══ Material for this task ══

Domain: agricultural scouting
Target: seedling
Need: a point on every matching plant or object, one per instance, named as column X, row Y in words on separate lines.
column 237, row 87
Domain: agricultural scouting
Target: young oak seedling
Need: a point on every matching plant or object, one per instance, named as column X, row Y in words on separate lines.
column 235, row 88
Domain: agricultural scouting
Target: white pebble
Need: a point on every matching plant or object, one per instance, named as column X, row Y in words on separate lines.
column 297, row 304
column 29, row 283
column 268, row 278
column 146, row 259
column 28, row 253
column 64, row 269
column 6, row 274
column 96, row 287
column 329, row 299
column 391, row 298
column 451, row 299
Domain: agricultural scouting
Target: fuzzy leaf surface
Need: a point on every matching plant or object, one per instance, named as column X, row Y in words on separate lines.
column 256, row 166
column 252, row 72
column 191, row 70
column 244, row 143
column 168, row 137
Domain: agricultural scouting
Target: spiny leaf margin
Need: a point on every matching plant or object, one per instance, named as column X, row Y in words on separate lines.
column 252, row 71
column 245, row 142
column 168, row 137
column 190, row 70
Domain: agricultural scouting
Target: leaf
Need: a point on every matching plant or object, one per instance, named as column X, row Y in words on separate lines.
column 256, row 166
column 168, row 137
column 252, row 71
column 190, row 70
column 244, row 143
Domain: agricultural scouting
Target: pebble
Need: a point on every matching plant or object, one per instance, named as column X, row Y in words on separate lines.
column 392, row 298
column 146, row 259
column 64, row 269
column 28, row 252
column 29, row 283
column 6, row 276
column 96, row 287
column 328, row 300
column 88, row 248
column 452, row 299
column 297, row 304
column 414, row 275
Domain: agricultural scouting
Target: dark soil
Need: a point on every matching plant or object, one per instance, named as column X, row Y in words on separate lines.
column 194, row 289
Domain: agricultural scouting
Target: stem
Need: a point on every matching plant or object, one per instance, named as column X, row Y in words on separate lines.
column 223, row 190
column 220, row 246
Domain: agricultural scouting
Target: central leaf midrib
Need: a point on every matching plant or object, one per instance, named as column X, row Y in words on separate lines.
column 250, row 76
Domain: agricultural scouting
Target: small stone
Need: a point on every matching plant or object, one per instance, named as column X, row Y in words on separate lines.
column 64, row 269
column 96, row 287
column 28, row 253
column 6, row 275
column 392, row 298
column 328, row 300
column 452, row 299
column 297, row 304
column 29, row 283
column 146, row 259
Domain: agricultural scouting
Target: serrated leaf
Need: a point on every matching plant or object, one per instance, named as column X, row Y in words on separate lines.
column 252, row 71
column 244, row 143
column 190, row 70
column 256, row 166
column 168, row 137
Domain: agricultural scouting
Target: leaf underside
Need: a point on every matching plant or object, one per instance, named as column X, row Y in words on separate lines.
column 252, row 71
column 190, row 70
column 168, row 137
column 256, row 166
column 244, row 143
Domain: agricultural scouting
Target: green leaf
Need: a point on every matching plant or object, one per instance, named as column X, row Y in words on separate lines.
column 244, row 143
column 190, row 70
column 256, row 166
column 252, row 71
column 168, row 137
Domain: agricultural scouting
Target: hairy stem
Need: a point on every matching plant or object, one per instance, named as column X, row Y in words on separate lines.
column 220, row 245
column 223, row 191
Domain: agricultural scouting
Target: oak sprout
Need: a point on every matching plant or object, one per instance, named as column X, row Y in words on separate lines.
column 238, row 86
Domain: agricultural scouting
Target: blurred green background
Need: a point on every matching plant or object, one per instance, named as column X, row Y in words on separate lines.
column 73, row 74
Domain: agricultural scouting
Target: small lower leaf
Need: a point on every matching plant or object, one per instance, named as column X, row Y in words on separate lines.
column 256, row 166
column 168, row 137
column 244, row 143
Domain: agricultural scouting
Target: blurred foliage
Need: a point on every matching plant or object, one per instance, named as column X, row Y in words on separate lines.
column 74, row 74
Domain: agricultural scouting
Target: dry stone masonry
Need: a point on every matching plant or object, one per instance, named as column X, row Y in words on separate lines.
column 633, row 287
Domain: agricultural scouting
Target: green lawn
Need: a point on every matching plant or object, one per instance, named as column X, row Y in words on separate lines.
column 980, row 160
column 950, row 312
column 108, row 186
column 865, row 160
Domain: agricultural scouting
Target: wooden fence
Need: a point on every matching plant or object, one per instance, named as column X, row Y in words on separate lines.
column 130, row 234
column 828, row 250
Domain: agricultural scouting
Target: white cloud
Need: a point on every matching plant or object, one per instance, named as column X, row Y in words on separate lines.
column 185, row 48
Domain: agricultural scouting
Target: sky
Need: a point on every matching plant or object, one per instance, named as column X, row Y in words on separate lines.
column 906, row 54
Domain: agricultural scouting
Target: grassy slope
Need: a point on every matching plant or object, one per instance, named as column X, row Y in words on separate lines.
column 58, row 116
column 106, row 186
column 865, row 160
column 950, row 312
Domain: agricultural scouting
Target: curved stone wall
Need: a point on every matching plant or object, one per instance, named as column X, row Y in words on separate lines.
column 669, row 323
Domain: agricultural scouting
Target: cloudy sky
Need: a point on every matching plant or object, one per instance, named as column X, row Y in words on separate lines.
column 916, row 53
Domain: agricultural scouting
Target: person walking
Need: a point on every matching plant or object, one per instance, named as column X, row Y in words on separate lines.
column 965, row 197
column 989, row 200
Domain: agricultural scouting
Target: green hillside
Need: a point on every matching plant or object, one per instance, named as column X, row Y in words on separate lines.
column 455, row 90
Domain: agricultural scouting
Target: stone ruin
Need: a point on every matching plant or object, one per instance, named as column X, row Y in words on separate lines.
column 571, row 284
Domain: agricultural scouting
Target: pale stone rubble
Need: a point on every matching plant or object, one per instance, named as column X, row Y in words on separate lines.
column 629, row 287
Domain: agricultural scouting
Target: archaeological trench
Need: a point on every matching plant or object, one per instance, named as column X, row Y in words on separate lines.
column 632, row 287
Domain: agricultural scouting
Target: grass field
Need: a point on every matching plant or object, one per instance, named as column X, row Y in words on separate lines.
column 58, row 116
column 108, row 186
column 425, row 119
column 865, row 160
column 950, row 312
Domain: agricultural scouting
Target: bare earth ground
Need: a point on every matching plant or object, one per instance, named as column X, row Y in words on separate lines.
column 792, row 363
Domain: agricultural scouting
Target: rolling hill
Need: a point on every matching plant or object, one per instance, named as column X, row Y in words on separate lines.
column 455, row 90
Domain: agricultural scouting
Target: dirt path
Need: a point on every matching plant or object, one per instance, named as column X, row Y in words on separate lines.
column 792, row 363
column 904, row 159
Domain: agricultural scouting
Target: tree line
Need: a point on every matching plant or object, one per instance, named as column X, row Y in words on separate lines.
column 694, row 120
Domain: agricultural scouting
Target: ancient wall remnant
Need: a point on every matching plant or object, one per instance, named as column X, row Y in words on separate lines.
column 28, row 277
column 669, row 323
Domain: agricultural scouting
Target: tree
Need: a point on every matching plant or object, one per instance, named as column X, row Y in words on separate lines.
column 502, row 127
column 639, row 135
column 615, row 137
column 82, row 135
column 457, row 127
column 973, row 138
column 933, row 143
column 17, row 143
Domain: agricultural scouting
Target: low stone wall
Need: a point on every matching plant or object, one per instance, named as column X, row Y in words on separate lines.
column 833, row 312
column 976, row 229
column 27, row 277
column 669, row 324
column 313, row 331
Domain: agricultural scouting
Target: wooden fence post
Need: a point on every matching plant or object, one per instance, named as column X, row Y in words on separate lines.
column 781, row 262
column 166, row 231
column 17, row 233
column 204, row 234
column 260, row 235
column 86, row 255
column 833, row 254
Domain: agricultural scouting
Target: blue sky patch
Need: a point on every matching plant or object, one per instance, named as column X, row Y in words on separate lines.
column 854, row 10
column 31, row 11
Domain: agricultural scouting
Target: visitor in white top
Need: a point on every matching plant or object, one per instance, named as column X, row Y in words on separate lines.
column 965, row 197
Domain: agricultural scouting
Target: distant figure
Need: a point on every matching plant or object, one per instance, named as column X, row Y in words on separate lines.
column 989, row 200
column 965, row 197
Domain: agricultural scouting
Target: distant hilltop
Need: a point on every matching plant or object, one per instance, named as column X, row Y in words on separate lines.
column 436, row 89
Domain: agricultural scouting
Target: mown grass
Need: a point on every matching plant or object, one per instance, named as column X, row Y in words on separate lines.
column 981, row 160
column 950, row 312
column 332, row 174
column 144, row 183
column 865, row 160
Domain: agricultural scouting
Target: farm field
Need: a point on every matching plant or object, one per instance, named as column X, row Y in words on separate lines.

═══

#### Exercise
Please recast everything from the start of the items through the line containing "column 235, row 88", that line included, as a JSON list of strings with one string per line and any blank lines left out.

#### Response below
[
  "Domain: agricultural scouting",
  "Target: seedling",
  "Need: a point on every matching plant or object, one per instance, named as column X, row Y in words on separate lines.",
  "column 237, row 87",
  "Domain: agricultural scouting",
  "Target: young oak seedling",
  "Need: a point on every matching plant or object, one per instance, named as column X, row Y in words on separate lines.",
  "column 235, row 88"
]